=== REQUIREMENTS ===
Return each line of the entries below that contains the string "pile". Case matters.

[Excerpts from pointing data]
-- Start --

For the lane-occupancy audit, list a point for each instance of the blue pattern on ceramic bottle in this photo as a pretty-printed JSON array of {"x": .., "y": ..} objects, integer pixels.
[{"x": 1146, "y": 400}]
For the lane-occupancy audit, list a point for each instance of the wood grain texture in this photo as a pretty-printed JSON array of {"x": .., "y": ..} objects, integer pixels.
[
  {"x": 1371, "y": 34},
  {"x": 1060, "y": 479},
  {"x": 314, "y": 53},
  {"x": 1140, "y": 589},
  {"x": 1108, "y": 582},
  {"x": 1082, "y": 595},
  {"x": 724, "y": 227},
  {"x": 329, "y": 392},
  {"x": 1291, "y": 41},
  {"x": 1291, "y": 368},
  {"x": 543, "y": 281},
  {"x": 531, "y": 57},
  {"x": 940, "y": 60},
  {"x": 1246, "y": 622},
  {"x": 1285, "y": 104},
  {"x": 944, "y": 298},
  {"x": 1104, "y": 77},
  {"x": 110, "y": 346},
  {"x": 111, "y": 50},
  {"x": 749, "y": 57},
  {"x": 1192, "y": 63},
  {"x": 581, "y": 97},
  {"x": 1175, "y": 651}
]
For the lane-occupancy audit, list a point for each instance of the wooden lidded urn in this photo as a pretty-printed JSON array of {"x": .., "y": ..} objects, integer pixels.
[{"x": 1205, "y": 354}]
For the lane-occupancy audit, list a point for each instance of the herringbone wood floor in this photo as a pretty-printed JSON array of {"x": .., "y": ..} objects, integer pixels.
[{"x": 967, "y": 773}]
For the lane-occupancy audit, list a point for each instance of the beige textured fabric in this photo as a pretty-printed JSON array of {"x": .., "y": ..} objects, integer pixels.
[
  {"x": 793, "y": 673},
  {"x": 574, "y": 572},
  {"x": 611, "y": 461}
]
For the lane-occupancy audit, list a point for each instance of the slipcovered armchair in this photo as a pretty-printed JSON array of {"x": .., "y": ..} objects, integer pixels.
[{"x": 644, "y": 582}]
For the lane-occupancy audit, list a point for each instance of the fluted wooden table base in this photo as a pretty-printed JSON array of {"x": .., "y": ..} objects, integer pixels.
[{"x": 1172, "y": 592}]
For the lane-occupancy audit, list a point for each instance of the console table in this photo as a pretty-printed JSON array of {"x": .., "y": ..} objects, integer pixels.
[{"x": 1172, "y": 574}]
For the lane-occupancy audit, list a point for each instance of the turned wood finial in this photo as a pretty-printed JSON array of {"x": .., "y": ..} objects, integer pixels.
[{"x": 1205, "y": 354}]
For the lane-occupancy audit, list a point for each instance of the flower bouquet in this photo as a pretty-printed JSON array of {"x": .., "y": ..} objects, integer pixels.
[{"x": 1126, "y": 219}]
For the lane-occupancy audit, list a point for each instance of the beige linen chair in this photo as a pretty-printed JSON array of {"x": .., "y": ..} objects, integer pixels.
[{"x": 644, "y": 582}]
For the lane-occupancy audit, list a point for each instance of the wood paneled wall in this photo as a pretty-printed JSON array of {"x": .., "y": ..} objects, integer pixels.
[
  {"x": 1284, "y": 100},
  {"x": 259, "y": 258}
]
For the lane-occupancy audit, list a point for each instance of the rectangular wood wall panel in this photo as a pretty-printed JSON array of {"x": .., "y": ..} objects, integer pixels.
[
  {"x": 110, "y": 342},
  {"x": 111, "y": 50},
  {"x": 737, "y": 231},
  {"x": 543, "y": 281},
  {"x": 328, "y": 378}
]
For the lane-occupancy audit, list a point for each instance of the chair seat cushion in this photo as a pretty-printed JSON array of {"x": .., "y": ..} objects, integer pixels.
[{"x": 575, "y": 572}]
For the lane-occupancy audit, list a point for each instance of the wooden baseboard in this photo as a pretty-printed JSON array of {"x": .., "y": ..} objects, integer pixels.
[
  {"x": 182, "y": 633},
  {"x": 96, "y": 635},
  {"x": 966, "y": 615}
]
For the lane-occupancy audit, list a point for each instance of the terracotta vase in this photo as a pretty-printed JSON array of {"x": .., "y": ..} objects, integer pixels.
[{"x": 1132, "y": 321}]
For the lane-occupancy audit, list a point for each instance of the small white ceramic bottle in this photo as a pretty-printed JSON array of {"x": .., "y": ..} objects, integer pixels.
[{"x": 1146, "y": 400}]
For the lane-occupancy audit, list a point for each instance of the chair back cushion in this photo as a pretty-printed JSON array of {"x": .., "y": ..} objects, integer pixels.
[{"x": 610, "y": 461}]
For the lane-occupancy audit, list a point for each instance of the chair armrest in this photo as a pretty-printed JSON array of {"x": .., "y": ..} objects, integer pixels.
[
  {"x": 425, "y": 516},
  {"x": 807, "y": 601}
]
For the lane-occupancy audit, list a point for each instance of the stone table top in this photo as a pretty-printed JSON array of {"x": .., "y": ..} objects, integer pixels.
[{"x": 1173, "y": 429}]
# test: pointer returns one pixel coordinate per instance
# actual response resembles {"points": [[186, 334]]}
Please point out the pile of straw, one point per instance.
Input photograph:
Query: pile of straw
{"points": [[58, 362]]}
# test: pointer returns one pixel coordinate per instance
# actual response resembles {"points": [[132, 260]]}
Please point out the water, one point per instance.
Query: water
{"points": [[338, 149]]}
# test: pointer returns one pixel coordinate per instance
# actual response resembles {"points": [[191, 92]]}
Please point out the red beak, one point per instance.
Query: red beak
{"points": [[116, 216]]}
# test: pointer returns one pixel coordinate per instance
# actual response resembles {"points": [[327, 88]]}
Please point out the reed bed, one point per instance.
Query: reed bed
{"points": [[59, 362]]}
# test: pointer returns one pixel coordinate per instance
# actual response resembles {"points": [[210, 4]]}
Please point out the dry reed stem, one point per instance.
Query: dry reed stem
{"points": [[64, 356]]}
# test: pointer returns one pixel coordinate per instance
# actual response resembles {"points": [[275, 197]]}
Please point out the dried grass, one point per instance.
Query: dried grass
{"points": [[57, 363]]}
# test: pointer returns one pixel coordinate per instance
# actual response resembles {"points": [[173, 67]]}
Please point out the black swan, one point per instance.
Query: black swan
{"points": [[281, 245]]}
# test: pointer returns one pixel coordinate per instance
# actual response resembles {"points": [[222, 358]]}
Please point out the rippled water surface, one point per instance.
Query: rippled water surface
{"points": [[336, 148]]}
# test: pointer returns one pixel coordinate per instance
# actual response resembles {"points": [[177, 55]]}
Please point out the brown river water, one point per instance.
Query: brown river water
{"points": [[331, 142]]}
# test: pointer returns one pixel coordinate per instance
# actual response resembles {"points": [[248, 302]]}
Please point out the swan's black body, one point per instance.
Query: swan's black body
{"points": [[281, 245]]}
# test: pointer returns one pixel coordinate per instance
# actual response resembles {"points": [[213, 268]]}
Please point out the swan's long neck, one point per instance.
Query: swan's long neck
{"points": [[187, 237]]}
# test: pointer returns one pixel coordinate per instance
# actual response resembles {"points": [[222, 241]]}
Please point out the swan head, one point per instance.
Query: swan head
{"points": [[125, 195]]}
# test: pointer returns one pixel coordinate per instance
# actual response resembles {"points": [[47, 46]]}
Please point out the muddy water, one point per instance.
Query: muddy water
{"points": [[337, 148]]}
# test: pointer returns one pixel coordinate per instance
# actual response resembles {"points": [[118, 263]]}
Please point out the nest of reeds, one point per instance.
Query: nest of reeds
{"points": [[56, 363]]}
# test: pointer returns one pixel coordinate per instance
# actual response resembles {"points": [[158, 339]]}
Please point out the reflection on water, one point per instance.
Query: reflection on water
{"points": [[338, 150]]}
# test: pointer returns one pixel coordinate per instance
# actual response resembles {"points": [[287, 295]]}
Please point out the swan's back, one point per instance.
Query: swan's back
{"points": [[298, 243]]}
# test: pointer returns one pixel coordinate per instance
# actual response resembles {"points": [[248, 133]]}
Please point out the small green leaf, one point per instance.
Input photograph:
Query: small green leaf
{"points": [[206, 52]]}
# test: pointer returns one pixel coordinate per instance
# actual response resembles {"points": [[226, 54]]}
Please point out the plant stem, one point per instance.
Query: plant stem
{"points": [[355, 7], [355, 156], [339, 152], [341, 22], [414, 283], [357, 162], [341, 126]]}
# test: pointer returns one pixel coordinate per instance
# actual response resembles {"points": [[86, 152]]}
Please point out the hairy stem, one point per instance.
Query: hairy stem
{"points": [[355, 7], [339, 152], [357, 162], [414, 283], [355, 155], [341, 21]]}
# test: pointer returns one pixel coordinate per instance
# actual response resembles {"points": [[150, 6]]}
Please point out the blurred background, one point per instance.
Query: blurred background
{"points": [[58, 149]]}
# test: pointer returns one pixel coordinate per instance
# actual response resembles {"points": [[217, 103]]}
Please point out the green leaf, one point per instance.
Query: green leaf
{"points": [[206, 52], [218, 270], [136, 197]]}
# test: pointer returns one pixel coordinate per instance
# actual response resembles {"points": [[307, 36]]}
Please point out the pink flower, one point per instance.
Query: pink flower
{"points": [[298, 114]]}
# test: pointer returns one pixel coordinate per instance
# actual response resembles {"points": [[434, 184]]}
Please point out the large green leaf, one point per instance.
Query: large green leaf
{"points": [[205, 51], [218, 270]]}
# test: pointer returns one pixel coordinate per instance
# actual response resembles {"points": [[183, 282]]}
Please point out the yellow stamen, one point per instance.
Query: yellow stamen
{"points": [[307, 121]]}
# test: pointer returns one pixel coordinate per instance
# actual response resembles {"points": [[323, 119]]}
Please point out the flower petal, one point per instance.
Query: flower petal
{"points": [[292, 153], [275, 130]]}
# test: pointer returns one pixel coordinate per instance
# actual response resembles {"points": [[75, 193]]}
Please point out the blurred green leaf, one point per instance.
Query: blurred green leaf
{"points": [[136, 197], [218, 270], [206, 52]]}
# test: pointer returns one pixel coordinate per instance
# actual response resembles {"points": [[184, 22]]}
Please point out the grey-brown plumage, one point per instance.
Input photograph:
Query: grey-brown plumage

-- End --

=== TASK SOLUTION ===
Please point out the pile of straw, one point per instance.
Query: pile of straw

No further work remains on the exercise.